### Exercise description
Can you render the entries from the line containing "If you could mark the hillside" down to the line containing "<point>309,675</point>", both included, as a two-column CSV with the headers prompt_text and answer_text? Give one row per entry, put each field in double quotes, and replace any line breaks with spaces.

### Working data
** begin **
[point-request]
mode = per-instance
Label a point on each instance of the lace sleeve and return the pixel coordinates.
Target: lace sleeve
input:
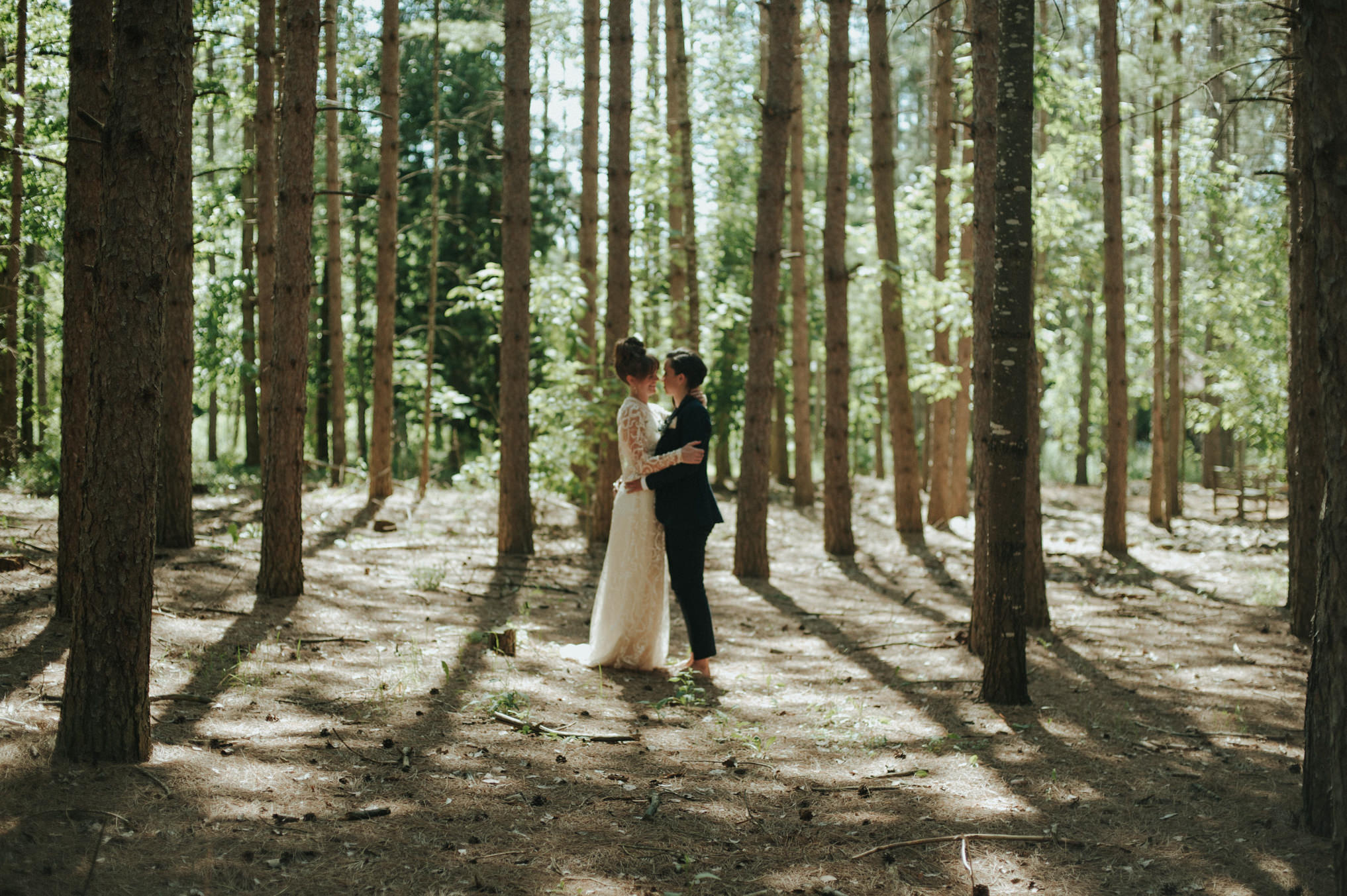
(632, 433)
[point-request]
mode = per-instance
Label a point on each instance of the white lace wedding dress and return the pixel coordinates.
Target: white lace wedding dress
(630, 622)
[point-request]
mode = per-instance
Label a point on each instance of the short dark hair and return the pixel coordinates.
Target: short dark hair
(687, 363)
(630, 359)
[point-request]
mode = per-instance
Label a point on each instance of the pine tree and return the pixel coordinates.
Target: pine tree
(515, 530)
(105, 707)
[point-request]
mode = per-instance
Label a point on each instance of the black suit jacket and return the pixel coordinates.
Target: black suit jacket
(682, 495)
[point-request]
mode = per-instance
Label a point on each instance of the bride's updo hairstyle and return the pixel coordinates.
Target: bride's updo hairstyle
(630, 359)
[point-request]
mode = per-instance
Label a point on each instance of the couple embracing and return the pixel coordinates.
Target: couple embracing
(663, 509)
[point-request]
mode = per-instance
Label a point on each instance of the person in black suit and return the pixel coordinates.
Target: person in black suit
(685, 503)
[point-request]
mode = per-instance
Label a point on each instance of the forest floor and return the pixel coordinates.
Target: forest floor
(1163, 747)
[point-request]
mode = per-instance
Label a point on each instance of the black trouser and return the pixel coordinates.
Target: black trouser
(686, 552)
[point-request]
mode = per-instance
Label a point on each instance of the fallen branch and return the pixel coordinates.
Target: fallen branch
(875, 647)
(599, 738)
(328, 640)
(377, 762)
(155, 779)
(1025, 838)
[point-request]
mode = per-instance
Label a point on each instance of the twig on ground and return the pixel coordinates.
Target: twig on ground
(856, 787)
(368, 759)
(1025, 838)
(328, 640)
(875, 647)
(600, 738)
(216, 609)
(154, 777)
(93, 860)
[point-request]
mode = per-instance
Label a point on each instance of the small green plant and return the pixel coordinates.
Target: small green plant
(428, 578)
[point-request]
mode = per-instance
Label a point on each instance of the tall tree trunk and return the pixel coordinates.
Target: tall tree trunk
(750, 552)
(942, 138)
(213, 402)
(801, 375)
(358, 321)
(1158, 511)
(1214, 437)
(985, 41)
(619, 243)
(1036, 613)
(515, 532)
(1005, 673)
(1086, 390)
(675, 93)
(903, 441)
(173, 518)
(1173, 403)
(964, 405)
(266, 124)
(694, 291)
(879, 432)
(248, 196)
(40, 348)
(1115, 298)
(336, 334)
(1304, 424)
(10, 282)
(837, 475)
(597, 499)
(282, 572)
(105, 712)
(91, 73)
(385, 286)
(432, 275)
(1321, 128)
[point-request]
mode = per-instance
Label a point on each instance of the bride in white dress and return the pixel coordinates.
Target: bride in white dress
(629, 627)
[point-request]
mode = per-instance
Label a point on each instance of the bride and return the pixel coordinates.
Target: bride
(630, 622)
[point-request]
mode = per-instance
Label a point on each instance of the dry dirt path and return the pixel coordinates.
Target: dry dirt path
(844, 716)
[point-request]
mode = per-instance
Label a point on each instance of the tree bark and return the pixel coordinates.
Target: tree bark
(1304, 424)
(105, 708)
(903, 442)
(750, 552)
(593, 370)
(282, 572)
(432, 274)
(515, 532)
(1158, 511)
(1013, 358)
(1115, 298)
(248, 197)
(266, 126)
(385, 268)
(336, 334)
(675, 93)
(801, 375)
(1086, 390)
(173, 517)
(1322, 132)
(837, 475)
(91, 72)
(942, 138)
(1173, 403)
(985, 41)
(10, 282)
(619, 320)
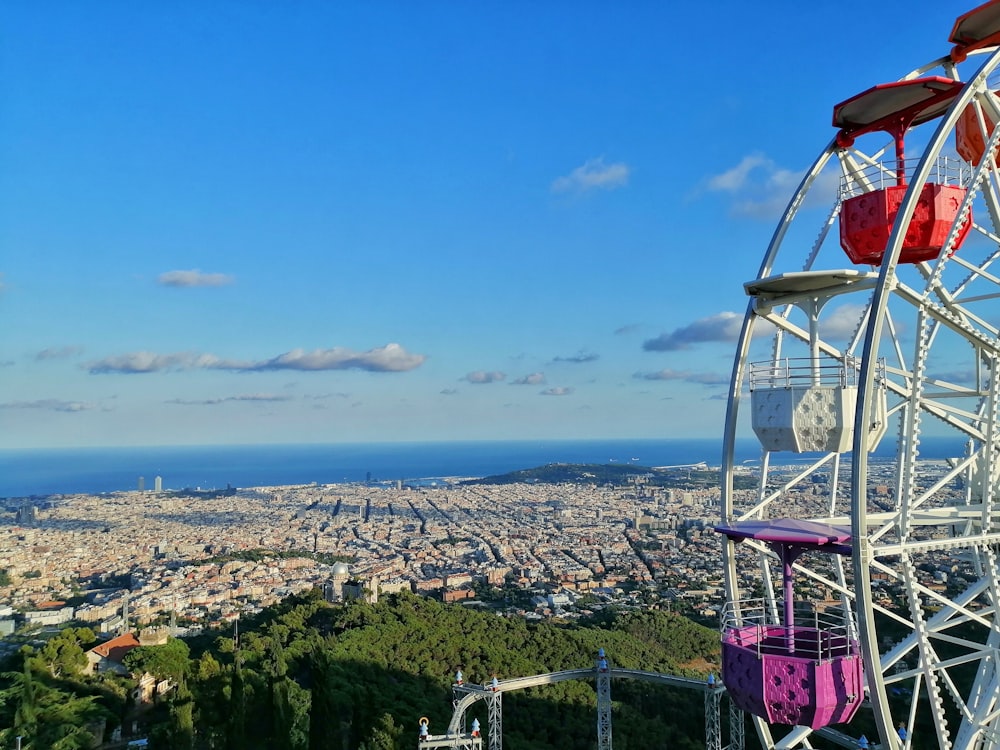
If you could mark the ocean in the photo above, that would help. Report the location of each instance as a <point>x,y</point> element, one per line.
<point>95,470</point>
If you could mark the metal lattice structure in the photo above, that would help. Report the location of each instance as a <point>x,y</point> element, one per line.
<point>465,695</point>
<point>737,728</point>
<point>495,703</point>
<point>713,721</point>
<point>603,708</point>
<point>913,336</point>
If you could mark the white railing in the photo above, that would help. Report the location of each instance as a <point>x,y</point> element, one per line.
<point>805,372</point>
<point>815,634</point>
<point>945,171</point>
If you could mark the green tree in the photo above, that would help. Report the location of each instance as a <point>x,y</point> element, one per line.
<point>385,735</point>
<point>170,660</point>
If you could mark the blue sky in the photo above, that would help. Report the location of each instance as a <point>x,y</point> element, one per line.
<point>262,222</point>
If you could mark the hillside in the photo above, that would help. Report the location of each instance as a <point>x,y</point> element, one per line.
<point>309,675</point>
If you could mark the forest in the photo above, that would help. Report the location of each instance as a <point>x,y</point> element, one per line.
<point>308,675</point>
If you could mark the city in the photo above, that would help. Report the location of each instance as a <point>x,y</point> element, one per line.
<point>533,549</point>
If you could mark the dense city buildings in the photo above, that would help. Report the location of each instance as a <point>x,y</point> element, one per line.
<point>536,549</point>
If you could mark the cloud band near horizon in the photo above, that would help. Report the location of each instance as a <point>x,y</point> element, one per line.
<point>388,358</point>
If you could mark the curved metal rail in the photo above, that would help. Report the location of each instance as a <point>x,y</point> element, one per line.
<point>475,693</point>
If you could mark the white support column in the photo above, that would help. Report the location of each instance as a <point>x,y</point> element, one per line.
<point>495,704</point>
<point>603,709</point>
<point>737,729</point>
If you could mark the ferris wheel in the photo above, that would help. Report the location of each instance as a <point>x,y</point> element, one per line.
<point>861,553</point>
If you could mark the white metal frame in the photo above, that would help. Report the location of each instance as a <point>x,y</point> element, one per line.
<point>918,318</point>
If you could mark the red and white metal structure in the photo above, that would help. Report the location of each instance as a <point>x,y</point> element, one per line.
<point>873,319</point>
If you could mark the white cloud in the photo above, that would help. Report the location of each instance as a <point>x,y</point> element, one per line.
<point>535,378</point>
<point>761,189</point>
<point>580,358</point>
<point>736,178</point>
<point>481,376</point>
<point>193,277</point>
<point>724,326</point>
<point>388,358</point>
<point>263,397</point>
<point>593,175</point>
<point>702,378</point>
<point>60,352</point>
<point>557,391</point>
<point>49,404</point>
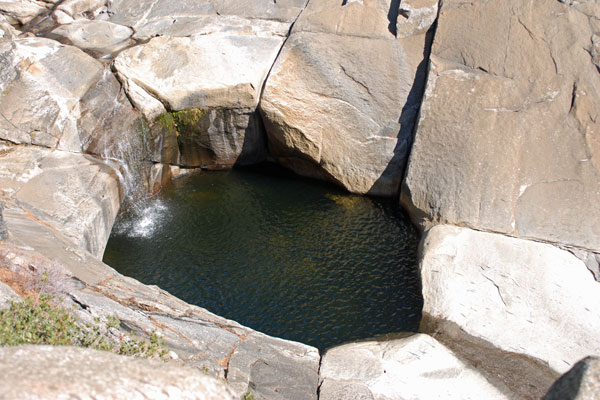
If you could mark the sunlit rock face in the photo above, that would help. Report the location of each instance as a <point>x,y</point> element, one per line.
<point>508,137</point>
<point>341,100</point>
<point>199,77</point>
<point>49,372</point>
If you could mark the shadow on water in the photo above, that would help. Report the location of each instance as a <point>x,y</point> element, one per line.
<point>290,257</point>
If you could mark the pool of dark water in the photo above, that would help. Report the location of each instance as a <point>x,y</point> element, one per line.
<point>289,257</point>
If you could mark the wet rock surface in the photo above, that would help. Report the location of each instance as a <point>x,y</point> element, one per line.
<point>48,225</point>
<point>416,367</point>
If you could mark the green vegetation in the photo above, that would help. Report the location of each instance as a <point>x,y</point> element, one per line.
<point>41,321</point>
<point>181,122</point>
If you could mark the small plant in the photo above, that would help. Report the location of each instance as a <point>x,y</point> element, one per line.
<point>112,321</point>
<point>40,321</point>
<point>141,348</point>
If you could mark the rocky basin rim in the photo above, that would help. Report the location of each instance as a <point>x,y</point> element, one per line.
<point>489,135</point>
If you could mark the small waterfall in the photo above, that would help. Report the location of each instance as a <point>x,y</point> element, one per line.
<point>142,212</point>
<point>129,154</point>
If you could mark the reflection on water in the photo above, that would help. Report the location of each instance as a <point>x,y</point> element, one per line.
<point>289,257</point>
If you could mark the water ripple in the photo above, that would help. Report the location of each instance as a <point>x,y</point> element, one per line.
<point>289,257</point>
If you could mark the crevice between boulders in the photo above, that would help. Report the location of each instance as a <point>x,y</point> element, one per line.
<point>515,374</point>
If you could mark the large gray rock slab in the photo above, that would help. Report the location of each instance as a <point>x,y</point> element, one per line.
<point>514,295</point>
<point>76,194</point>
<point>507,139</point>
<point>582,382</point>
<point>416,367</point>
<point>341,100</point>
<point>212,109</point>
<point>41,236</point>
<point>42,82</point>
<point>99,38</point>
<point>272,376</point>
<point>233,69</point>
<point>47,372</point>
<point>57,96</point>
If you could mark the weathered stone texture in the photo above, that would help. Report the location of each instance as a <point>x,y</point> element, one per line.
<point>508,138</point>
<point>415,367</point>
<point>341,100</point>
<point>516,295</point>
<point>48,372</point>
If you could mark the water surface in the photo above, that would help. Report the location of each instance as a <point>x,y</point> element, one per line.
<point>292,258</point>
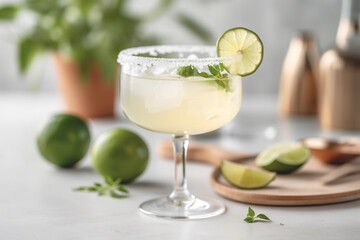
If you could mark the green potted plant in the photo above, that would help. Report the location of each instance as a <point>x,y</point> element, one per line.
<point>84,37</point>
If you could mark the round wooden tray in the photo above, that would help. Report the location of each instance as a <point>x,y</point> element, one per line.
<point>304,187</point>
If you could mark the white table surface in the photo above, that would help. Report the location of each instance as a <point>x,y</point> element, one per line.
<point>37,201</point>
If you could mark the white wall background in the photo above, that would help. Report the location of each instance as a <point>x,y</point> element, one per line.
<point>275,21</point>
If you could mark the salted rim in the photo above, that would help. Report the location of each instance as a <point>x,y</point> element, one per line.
** end **
### The response
prompt_text,answer_text
"If you could mark the hillside in the photo above, that would help. Report the location of each instance as a <point>x,y</point> element, one per line.","<point>309,675</point>"